Dataset excerpts:
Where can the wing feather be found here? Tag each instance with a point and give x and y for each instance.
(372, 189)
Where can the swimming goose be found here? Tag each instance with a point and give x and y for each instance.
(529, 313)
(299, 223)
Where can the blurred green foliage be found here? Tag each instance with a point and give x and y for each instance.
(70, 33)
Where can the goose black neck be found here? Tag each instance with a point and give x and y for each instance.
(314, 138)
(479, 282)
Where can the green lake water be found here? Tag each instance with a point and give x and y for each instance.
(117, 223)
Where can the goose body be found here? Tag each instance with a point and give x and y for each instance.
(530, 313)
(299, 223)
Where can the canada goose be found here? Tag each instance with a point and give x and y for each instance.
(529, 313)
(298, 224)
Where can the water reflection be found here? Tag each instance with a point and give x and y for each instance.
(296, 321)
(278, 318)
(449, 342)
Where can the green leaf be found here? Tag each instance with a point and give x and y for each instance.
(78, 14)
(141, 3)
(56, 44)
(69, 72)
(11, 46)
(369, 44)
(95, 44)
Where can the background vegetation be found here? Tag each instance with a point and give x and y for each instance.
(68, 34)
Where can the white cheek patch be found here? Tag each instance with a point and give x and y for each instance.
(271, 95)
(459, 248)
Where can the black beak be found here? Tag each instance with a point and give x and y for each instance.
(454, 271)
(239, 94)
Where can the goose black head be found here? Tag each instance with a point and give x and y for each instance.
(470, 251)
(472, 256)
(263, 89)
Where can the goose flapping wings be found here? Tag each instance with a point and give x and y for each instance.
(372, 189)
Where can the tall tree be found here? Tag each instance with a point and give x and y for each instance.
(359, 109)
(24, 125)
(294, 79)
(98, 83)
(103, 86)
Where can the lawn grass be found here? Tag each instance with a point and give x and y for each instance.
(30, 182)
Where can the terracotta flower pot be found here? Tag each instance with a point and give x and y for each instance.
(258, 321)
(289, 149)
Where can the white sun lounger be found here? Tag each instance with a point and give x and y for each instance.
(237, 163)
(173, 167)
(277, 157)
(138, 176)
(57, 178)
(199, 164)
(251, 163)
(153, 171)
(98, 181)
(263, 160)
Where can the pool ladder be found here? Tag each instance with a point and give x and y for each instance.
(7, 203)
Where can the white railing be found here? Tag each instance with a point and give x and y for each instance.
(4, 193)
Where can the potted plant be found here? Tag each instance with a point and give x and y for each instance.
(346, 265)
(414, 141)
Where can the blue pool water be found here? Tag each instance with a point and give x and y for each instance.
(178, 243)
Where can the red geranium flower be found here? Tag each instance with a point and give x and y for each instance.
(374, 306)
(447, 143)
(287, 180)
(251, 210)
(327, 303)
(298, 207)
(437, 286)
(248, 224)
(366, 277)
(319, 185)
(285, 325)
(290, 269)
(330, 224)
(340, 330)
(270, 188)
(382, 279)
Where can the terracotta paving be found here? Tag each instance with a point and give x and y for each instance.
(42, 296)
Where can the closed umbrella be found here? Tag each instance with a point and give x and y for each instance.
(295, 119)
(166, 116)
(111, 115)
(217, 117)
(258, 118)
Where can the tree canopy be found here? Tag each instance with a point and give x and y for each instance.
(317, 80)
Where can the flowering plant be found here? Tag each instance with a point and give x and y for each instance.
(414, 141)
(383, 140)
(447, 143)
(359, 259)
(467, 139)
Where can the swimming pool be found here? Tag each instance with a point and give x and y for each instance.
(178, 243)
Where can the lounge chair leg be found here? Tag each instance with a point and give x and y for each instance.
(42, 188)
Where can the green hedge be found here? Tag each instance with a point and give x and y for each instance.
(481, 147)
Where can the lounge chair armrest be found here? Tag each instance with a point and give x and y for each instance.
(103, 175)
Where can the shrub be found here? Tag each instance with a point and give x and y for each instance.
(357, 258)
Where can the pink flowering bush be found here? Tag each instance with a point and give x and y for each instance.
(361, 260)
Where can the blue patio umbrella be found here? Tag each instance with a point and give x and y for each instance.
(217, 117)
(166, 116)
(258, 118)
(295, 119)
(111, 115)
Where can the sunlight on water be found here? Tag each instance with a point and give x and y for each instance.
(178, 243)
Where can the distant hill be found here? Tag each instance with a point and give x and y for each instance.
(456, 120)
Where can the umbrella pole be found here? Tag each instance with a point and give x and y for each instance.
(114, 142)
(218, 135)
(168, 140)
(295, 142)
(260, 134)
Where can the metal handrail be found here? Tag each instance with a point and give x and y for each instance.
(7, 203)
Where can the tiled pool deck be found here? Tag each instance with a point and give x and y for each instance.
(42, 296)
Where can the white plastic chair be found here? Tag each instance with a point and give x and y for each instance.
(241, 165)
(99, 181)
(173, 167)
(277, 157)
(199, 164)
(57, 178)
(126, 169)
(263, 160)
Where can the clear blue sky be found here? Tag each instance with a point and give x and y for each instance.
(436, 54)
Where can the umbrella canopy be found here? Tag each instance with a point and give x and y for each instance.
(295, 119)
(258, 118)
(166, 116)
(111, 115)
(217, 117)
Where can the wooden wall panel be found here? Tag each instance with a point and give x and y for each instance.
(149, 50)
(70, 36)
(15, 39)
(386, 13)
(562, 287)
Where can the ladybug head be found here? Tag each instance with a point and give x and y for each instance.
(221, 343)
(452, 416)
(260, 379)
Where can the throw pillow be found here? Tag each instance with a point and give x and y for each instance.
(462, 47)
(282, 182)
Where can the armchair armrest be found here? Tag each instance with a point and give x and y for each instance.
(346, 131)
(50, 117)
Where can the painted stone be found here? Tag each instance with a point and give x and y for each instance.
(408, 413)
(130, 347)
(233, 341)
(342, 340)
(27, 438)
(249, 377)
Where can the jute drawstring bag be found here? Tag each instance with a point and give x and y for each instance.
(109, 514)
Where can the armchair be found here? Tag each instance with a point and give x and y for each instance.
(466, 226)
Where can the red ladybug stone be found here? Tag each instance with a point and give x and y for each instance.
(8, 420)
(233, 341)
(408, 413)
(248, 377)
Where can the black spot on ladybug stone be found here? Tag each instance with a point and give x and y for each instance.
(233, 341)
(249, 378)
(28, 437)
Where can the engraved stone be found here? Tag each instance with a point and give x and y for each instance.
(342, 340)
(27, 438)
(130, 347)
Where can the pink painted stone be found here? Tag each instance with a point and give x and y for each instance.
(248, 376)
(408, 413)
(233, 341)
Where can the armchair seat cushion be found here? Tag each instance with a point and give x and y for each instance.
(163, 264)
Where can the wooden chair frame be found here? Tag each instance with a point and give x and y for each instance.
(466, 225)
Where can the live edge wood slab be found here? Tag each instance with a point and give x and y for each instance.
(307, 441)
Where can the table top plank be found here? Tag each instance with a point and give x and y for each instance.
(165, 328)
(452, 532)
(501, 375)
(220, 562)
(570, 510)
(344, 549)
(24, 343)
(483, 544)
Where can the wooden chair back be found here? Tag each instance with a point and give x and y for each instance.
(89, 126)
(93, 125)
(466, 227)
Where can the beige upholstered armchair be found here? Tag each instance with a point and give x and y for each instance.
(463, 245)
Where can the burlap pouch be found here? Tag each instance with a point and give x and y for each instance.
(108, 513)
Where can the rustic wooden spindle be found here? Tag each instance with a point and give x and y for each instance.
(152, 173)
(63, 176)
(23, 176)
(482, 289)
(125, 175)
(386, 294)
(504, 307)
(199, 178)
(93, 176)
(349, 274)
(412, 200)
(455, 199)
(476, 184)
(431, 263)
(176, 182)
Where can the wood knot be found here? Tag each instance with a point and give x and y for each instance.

**What is being asked**
The entries above are to be retyped exactly.

**Response to the task**
Where can the wing feather be found here? Tag each instance with a point and give x and y for each instance.
(372, 189)
Where can the swimming goose be found here? Tag each instance with a point and give x and y for each instance.
(529, 313)
(299, 223)
Where can the blurred green foliage be found here? Tag each instance with a point and give x and y for each instance.
(70, 33)
Where can the goose black neck be found here? Tag each instance with a point and give x and y for each instance.
(314, 138)
(479, 282)
Where can the green lake water be found here? Tag each instance with a point and give x and y for each instance.
(117, 223)
Where can the goose body be found here? Tag each instance with a point and give x and y for each instance.
(530, 313)
(299, 223)
Where can the canada goose be found here? Tag each instance with a point and give x and y for each instance.
(529, 313)
(298, 224)
Where can the water reflection be found here? Tag each instance with a point and give x and y for each instance.
(296, 321)
(278, 318)
(449, 342)
Where can the green leaf be found here? Tag each instance with a point and give x and y for each instance.
(78, 14)
(141, 3)
(56, 44)
(69, 72)
(11, 46)
(369, 44)
(95, 44)
Where can the background vegetation be found here? Tag each instance with a point and give x and y for each instance.
(68, 34)
Where can the white cheek patch be found here? Tag each instance with a point and give x and y for each instance.
(271, 95)
(459, 248)
Where can the black beak be found here? Tag each instance with a point and give x and y for each instance.
(454, 271)
(239, 94)
Where can the goose black head be found here? Tag each instance with a point and give x and y for each instance.
(470, 251)
(472, 256)
(263, 89)
Where can the goose flapping wings be found here? Tag each instance with a point and give x and y for each instance.
(372, 189)
Where can the tall tree be found here? Tag each instance with a point and give x and y for each instance.
(359, 109)
(24, 125)
(294, 79)
(98, 83)
(103, 86)
Where can the lawn grass be found here? Tag each instance with a point and give x and y for each instance.
(30, 182)
Where can the terracotta flower pot be found here? Tag each instance with a point and give x and y for each instance.
(258, 321)
(289, 149)
Where can the white sun lounger be found here? Tag each instance with a point and give x and y for each instance.
(237, 163)
(173, 167)
(277, 157)
(138, 176)
(57, 178)
(199, 164)
(251, 163)
(153, 171)
(98, 181)
(263, 160)
Where can the pool ladder be found here? Tag each instance with a point and give x and y for each instance.
(7, 203)
Where can the white railing be found here? Tag each instance with a point and give x and y for each instance.
(4, 193)
Where can the potted plant be found here? Tag each instance with a point and give x and y for each instance.
(346, 265)
(414, 141)
Where can the blue pool water be found here? Tag each instance with a point and give x and y for each instance.
(178, 243)
Where can the red geranium flower be found here? Tag each instance with a point and give x and y for each instance.
(374, 306)
(447, 143)
(287, 180)
(251, 210)
(327, 303)
(298, 207)
(437, 286)
(248, 224)
(366, 277)
(319, 185)
(285, 325)
(290, 269)
(330, 224)
(340, 330)
(270, 188)
(382, 279)
Where can the terracotta paving be found here? Tag each instance with a point and give x and y for each instance.
(42, 296)
Where can the closed umbrella be found here? Tag each instance with a point and give x and y for each instance.
(295, 119)
(166, 116)
(111, 115)
(217, 117)
(258, 118)
Where can the tree canopy be found here? Tag each instance with a point and give x and y for each instance.
(317, 80)
Where can the flowering plant be found here? Tag each instance with a point and give x and y for each instance.
(414, 141)
(383, 140)
(447, 143)
(359, 259)
(467, 139)
Where can the swimming pool be found here? Tag each instance with a point and give x and y for each instance.
(178, 243)
Where can the lounge chair leg be found here? Tag each instance with a point and give x and y for each instance.
(42, 188)
Where can the green hedge be found here? Tag each instance with a point and give x and y for each instance.
(481, 147)
Where can the lounge chair armrest be found here? Tag each instance with a point and give x and y for each instance.
(103, 175)
Where can the shrub be found here? Tag each instance with a point and give x and y for each instance.
(357, 258)
Where can the pink flowering bush be found here? Tag each instance with a point and give x and y for each instance.
(361, 260)
Where can the blue patio umbrella be found here? Tag each instance with a point and give x and y for each instance.
(217, 117)
(166, 116)
(258, 118)
(295, 119)
(111, 115)
Where can the sunlight on water be found here? Tag each instance with a point and give x and y for each instance.
(178, 243)
Where can the distant hill be found here? Tag each instance with a point and give x and y for each instance.
(456, 120)
Where can the umbrella pole be found here? Tag each instance with a point and give x and y for each instance.
(114, 142)
(218, 135)
(168, 140)
(295, 142)
(260, 134)
Where can the metal handrail be found here? Tag each instance with a point and give x and y for each instance.
(7, 203)
Where can the tiled pool deck be found here? Tag each instance with a point and give x and y for each instance.
(42, 296)
Where can the white plastic chair be found here? Tag each instance with a point and give x and y for each instance.
(241, 165)
(99, 181)
(173, 167)
(277, 157)
(199, 164)
(57, 178)
(126, 169)
(263, 160)
Where can the clear blue sky be found here? Tag each instance with a point and give x and y for each instance.
(436, 54)
Where can the umbrella canopy be found here? Tag each instance with a point and give x and y for each instance.
(295, 119)
(258, 118)
(166, 116)
(111, 115)
(217, 117)
Where can the wooden wall panel be found here? Tag each instance with a point and give x and y for each instance.
(149, 50)
(70, 36)
(15, 39)
(386, 13)
(562, 287)
Where can the ladybug head be found here? Tag each instance with a point and give x and y for each instance.
(221, 343)
(452, 416)
(260, 379)
Where can the throw pillow be found here? Tag each instance with a point and give x and y for each instance.
(462, 47)
(282, 182)
Where can the armchair armrest be found here? Tag each instance with a point and give x and y for each instance.
(346, 131)
(50, 117)
Where can the painted stone be found here? Tag each instance with a point and give x and y for each instance.
(408, 413)
(130, 347)
(233, 341)
(342, 340)
(27, 438)
(249, 377)
Where can the jute drawstring bag be found here? Tag each instance with a point and give x and y for each instance.
(109, 514)
Where can the armchair be found here? Tag each instance with a point and give x and y for each instance.
(466, 226)
Where can the red ladybug stone be found here? Tag each instance with a point and give x and y for each instance.
(8, 420)
(233, 341)
(408, 413)
(248, 377)
Where can the black spot on ladybug stone be found here? Tag each instance with a point and give x and y for each instance.
(233, 341)
(249, 378)
(28, 437)
Where can the engraved stone be found here? Tag each instance with a point and give x and y for each instance.
(342, 340)
(27, 438)
(130, 347)
Where can the pink painted stone be found here? Tag each instance with a point and give x and y for each instance.
(248, 376)
(408, 413)
(233, 341)
Where can the armchair seat cushion be found here? Tag each instance with a point and give x and y for each instance.
(163, 264)
Where can the wooden chair frame be found here? Tag each instance with a point and give x and y for each instance.
(466, 225)
Where can the live edge wood slab be found here? Tag each instance with a point and give x and y for each instance.
(307, 441)
Where can the table top plank be found here? Tag each instance with a point and give x and y for each instance.
(165, 328)
(452, 532)
(501, 375)
(220, 562)
(570, 510)
(344, 549)
(24, 343)
(483, 544)
Where can the wooden chair back be found here? Tag each instance with a point and give x and y for each instance.
(89, 126)
(93, 125)
(466, 227)
Where can the beige upholstered armchair be found here? Tag each instance with a point and give x and y for each instance.
(463, 245)
Where can the burlap pouch be found here? Tag each instance with a point and give x and y for each instance.
(108, 513)
Where can the rustic wooden spindle be found here? Tag each instance with a point and give x and y for each instance.
(152, 173)
(63, 176)
(23, 176)
(482, 289)
(125, 175)
(386, 294)
(504, 307)
(199, 178)
(93, 176)
(349, 274)
(412, 200)
(455, 199)
(476, 184)
(431, 263)
(176, 182)
Where can the wood knot be found here? Tag each instance with a point and give x and y for each instance.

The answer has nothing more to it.